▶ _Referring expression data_
....

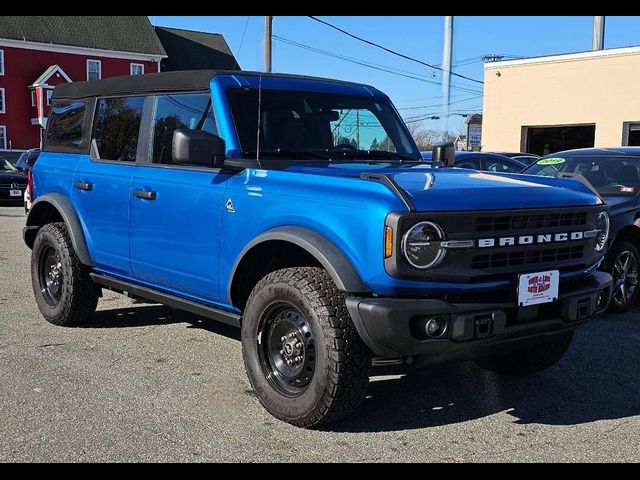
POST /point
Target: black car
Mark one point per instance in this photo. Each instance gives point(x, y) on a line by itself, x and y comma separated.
point(27, 160)
point(12, 183)
point(486, 162)
point(615, 174)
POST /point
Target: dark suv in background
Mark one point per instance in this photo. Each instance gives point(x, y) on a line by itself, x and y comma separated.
point(615, 174)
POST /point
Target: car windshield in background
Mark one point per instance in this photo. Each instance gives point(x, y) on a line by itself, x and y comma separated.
point(315, 126)
point(610, 176)
point(7, 166)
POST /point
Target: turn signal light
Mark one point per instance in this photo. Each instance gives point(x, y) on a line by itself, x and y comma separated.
point(388, 242)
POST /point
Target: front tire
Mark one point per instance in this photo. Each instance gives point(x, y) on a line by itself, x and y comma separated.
point(531, 360)
point(624, 266)
point(64, 292)
point(303, 356)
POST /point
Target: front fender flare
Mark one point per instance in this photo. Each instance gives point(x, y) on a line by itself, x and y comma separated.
point(332, 259)
point(70, 218)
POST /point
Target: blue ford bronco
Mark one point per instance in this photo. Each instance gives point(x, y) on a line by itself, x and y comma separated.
point(299, 210)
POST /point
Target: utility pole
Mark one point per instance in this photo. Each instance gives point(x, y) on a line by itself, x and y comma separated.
point(598, 33)
point(268, 37)
point(447, 57)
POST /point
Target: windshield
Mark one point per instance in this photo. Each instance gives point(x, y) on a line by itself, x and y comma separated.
point(610, 176)
point(319, 126)
point(7, 166)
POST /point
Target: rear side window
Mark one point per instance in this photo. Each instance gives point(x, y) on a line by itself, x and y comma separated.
point(191, 111)
point(117, 127)
point(65, 124)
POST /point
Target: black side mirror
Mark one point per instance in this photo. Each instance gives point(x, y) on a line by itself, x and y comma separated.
point(445, 154)
point(198, 148)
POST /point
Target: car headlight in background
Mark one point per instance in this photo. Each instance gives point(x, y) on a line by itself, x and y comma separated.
point(603, 226)
point(421, 245)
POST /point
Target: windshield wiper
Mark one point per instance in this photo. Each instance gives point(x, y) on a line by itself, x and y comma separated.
point(377, 155)
point(283, 153)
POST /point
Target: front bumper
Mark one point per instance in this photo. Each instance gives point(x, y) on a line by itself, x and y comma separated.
point(394, 327)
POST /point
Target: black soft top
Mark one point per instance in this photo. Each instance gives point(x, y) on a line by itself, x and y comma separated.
point(181, 81)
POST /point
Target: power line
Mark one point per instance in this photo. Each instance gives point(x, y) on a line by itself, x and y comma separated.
point(388, 50)
point(244, 32)
point(413, 76)
point(441, 105)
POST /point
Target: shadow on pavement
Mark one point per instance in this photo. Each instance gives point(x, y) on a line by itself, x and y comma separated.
point(599, 379)
point(146, 316)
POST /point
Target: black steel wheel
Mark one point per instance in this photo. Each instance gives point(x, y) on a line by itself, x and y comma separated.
point(287, 350)
point(50, 275)
point(65, 294)
point(303, 355)
point(624, 266)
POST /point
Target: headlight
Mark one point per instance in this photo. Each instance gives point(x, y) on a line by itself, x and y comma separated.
point(421, 245)
point(602, 228)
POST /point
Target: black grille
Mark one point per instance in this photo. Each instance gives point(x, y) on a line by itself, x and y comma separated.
point(525, 258)
point(529, 222)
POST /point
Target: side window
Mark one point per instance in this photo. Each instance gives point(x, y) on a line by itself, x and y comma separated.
point(117, 127)
point(190, 111)
point(64, 128)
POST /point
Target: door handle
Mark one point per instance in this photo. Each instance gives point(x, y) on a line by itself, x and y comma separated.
point(84, 186)
point(144, 195)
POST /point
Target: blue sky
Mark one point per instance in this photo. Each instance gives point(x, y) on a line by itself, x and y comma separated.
point(419, 37)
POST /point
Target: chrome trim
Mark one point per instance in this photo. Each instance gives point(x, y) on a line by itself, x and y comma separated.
point(458, 244)
point(441, 252)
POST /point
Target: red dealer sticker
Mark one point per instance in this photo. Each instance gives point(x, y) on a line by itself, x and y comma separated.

....

▶ _What this task involves_
An exact, image-free transcription of all the records above is needed.

▶ _Exercise answer_
POST /point
Target: black car
Mark one point per instance in this photo. Each instance gives point(x, y) on a line by itself, x and y comma separated.
point(27, 160)
point(12, 183)
point(486, 162)
point(615, 174)
POST /point
Target: dark suv in background
Mark one point per instance in this photo. Each instance gives point(x, y) on a line by itself, x and y comma separated.
point(615, 174)
POST /point
Target: car windshield in background
Mark one point per instance in this photo. Each instance gives point(x, y) on a line by itself, x and y comma separated.
point(315, 126)
point(610, 176)
point(7, 166)
POST /point
Target: turn signal light
Mark one point per instance in this photo. Each instance gives point(x, y) on a line by itself, x and y comma separated.
point(388, 242)
POST /point
Target: front tire
Mark one point per instance in this photo. Each instance gives point(x, y) on a line by itself, x and y comma separated.
point(531, 360)
point(624, 266)
point(64, 292)
point(303, 356)
POST /point
Target: front fender flare
Mark one point per instance in this photo. Each instance gives point(x, y) on a line by itself, x and y comma separated.
point(332, 259)
point(70, 218)
POST /point
Target: blue ford bronco
Mark one point per instance in this photo. Each instance gives point(x, y) on a line by itself, x and y comma separated.
point(299, 210)
POST /point
Target: utility pole
Mark one point per instance in this photo. Each instance gives point(x, y) on a line by itself, x and y comma separated.
point(598, 33)
point(268, 37)
point(447, 57)
POST /point
Target: windshield
Mark one point per instance in this photo. Each instance gives point(x, y) on a line by itself, x and y comma separated.
point(610, 176)
point(319, 126)
point(7, 166)
POST /point
Target: rear side window
Mark one point per instance in this photo. Each instance gives point(x, y) on a line by itself, x and y comma separated.
point(191, 111)
point(117, 127)
point(65, 124)
POST /point
Target: black side mirror
Mark one point per instance in this photo. Each instance gives point(x, y) on a line by itself, x and y comma separated.
point(445, 154)
point(198, 148)
POST /point
Target: car headlight in background
Mark one point per instance in this photo. Each instance gives point(x, y) on a line by itself, x and y comma separated.
point(603, 226)
point(421, 245)
POST /point
Target: windshield wiper
Mark one point per instance in this photo. Each instance gives point(x, y) on a line by itself, x and y comma separated.
point(377, 155)
point(283, 153)
POST /point
Target: front bumper
Mark one point per instance in this photo. Each instance gives point(x, y) on a line by itself, x and y comma separated.
point(394, 327)
POST /point
Target: black soft top
Mark one point per instance in this photo. Each instance gives point(x, y) on a line by itself, x and y comma separated.
point(181, 81)
POST /point
Target: power line
Mark one point per instance in this photo. Each instance gives point(x, y) on a line by itself, x and y comma separated.
point(388, 50)
point(244, 32)
point(413, 76)
point(441, 105)
POST /point
Target: shadow on pavement
Mark one point per instance in this photo. Each instance gives point(x, y) on a line by itself, x and y comma separated.
point(599, 379)
point(146, 316)
POST /point
Target: black steel wheel
Mark one point per instance in this photo. Each instance gives point(x, y) on a line by itself, x and y comma separated.
point(287, 350)
point(50, 275)
point(65, 294)
point(303, 355)
point(624, 266)
POST /point
Target: headlight
Mark one point per instance in this photo. Each instance gives point(x, y) on a line by itself, x and y comma separated.
point(421, 245)
point(602, 228)
POST /point
Target: black grille
Mark one point per instance in this photo. Each instance gives point(x, y) on a line by itself, x and y comma separated.
point(525, 258)
point(529, 222)
POST /point
Target: side window
Mark one point per instance in this photo. Each instance gives point(x, y) on a line by itself, x and y comma separated.
point(117, 127)
point(190, 111)
point(64, 128)
POST /point
Target: door handle
Mark one point per instance in this photo. Each instance gives point(x, y) on a line by itself, x and y comma separated.
point(84, 186)
point(144, 195)
POST /point
Target: blue sky
Mark one point per instance in this photo. Each instance gives point(x, y) on a line by itself, x and y comma separated.
point(419, 37)
POST /point
Target: chrome trim
Mark one point per instance in this photo. Each instance gives point(x, y) on a line by itself, x and y comma separated.
point(458, 244)
point(441, 252)
POST /point
Target: red dealer sticker
Mark one point per instance in this photo. Each instance gives point(x, y) on a line by itself, x and y comma separated.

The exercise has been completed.